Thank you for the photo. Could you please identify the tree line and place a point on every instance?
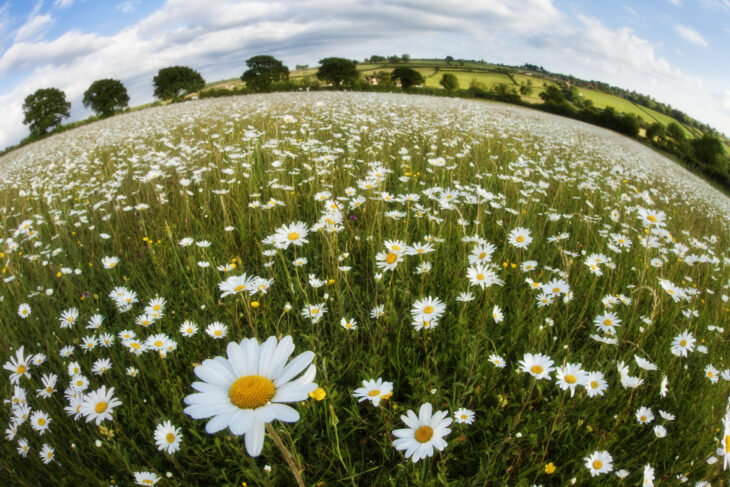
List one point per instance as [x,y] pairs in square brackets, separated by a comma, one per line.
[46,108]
⁂
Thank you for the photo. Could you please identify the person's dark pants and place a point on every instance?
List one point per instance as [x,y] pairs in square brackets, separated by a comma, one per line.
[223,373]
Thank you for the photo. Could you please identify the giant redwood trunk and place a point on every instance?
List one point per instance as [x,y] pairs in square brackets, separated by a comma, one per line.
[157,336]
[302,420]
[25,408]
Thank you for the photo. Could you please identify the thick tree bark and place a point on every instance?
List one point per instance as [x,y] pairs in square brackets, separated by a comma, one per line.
⁂
Pick out every line in the entries above that contains the word "photo" and copy each of those lines in full.

FINAL RESULT:
Thank you for the photo. Could you please identify the tree line and place a point on every instance?
Thank you for the photo. Could you please identify the person's dark pants and place a point on every instance?
Thank you for the photo. Could you please identify the giant redwood trunk and place a point on every instance?
Thank you for the photo. Could you please identify the thick tree bark and place a point on every instance?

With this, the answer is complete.